What you need to do | Scale the rows from the beginning through the line containing "[0,0,680,75]", and reproduce every line in that span, requests included. Multiply each bounding-box coordinate in the answers by 0.75 and round to whole numbers, rounding halves up.

╭─ Items

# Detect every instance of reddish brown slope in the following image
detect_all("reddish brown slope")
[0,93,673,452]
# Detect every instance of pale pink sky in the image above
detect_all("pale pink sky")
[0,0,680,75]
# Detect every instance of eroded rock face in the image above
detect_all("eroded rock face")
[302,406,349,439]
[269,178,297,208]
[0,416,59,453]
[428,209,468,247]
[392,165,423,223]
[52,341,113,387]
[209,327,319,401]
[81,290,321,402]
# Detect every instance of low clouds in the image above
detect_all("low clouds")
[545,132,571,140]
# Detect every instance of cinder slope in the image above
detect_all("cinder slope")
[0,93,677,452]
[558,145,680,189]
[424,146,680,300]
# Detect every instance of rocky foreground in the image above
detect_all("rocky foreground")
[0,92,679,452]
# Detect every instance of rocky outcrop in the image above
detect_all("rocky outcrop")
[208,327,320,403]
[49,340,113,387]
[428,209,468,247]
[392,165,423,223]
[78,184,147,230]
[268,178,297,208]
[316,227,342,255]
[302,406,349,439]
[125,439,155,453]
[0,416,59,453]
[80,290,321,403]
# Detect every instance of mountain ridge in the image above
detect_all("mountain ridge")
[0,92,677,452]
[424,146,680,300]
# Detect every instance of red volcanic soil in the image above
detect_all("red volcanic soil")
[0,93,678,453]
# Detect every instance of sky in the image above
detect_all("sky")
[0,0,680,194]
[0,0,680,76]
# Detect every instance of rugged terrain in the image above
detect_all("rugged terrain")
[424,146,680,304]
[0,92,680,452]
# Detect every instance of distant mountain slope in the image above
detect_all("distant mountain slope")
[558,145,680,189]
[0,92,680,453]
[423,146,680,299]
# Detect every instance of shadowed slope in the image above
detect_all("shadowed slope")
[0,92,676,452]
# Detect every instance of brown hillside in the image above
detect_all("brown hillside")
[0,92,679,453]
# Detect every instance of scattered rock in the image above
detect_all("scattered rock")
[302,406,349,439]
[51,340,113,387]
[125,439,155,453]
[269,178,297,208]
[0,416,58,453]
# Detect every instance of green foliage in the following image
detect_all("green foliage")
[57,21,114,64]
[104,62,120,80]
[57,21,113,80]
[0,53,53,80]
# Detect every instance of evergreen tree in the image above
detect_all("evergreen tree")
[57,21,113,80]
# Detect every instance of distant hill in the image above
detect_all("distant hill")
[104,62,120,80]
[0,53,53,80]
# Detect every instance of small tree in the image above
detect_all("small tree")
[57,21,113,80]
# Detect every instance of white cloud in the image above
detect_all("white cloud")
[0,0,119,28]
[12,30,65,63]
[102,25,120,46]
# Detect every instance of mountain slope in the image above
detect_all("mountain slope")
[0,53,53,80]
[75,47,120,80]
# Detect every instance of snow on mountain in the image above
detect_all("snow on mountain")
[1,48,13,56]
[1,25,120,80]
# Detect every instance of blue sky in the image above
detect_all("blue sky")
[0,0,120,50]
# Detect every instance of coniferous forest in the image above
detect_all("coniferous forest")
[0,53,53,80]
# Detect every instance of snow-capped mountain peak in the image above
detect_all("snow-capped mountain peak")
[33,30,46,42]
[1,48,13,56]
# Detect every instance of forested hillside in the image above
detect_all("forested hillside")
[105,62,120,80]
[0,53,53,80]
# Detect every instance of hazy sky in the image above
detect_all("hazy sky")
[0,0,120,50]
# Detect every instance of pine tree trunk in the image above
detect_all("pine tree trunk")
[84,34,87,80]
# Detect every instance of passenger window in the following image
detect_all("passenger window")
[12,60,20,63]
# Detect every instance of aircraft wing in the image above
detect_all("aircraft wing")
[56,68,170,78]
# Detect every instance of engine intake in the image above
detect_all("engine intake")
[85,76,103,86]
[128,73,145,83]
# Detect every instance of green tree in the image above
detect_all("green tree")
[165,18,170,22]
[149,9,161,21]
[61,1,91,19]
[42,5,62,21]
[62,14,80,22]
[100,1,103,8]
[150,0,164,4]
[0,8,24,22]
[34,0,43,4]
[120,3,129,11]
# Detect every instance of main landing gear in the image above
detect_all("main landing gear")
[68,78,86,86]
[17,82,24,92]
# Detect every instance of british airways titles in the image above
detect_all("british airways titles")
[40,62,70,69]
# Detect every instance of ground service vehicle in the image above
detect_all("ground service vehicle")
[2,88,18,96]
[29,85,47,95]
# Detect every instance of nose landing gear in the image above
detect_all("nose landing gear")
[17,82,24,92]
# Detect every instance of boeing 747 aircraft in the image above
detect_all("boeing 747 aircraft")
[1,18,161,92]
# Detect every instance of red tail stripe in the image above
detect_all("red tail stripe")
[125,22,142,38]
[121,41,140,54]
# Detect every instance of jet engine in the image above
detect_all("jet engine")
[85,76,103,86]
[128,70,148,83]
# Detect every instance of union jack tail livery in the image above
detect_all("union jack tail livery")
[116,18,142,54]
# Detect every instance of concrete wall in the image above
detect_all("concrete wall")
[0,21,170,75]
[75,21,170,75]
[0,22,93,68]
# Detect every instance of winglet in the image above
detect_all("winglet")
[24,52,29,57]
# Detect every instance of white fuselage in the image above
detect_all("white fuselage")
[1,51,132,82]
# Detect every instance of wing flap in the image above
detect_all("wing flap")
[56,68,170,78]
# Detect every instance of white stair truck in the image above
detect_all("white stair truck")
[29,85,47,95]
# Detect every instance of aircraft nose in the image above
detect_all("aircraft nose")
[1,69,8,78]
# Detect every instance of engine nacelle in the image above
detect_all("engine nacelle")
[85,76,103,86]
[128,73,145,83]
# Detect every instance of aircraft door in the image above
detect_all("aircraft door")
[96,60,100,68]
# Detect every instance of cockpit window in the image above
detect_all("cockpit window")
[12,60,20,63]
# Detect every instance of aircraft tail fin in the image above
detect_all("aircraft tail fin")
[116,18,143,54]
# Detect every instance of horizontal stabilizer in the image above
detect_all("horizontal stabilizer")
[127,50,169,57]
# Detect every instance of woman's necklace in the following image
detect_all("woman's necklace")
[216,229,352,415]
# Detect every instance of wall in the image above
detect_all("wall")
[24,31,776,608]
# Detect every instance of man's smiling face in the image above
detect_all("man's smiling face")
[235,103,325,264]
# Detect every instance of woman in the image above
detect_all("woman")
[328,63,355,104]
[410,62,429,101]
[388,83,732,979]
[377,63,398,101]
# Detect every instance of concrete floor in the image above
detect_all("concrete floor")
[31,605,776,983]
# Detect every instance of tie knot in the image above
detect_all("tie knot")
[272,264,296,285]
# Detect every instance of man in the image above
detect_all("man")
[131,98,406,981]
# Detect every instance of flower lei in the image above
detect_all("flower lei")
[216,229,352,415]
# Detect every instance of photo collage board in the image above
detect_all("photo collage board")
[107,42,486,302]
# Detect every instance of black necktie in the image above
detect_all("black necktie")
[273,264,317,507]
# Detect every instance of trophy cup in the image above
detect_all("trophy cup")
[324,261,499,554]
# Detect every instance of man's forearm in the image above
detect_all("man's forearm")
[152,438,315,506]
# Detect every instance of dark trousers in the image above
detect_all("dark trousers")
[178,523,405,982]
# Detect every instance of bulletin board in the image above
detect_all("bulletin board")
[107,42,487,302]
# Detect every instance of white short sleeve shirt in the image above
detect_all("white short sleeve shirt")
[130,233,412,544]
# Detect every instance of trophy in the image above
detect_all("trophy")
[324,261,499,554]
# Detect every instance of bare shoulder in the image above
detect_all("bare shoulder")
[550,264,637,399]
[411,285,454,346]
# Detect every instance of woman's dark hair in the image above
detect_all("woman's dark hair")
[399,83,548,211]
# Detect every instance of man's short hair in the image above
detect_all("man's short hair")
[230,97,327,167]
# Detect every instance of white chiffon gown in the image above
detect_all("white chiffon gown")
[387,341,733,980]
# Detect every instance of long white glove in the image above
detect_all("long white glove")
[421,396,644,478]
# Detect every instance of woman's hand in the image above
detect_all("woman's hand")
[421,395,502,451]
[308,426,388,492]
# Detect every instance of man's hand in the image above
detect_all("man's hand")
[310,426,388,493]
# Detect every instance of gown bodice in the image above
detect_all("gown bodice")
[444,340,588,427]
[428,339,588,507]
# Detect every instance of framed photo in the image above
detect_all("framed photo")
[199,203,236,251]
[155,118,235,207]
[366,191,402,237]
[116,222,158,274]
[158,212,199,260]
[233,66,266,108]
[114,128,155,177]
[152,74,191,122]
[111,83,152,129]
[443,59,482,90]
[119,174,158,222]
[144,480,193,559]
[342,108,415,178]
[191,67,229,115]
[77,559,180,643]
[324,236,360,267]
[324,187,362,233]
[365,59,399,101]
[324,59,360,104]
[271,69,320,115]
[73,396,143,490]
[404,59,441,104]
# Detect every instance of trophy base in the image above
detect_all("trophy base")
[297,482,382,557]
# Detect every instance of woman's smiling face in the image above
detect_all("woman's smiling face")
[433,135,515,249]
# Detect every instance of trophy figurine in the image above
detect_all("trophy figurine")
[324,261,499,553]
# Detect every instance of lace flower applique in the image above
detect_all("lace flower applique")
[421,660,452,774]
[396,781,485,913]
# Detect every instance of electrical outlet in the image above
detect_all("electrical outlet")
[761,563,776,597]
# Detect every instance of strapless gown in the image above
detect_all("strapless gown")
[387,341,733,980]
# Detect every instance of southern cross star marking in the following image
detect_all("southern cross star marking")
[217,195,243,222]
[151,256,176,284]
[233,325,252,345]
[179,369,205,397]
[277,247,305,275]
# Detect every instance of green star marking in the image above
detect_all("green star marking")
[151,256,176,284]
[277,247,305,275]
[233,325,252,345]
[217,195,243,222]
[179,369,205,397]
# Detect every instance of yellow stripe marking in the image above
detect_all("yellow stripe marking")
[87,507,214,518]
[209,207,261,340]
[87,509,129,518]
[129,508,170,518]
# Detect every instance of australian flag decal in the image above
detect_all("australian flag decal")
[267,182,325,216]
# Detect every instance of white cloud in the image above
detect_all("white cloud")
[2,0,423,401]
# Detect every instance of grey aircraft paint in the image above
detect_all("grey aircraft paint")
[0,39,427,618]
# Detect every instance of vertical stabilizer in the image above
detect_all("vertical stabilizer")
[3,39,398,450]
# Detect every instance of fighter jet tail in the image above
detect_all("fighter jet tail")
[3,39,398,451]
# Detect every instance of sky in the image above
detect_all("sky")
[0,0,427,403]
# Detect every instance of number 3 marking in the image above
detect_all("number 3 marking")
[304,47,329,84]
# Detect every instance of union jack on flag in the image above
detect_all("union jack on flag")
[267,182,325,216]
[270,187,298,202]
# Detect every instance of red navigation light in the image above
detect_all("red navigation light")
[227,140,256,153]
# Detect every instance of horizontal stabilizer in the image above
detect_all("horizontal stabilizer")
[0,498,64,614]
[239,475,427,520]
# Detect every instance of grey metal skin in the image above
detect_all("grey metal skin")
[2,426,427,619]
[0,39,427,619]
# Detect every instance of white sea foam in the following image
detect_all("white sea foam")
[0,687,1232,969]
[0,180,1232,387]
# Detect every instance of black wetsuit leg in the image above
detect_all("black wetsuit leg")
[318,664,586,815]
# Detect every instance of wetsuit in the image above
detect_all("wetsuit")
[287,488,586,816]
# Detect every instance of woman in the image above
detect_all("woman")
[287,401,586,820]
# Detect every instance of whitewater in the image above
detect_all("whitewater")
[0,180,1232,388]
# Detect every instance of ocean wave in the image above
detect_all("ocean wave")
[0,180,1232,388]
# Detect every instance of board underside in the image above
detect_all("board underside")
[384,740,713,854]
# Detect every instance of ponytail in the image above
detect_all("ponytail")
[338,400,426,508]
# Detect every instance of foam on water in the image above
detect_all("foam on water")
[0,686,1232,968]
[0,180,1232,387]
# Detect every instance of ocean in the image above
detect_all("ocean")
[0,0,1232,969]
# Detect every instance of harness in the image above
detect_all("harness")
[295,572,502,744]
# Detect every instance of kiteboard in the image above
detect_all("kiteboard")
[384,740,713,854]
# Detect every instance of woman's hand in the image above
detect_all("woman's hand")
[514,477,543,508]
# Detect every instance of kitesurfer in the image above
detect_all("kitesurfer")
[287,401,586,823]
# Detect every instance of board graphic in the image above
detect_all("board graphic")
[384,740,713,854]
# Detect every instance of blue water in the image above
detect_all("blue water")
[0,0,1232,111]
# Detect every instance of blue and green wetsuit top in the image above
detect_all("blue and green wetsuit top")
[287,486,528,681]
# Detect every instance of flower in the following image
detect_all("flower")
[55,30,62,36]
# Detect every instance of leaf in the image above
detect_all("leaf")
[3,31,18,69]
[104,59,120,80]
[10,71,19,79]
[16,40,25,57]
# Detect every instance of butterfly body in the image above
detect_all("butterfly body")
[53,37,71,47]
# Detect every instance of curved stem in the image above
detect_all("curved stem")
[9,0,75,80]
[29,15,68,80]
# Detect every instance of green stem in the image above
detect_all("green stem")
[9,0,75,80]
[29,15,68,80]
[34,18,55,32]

╰─

Output for this task |
# Detect every instance of reddish brown slope in the following image
detect_all("reddish brown slope")
[0,70,505,339]
# Detect every instance of pale pink sky in the image above
detect_all("pale pink sky")
[0,0,510,56]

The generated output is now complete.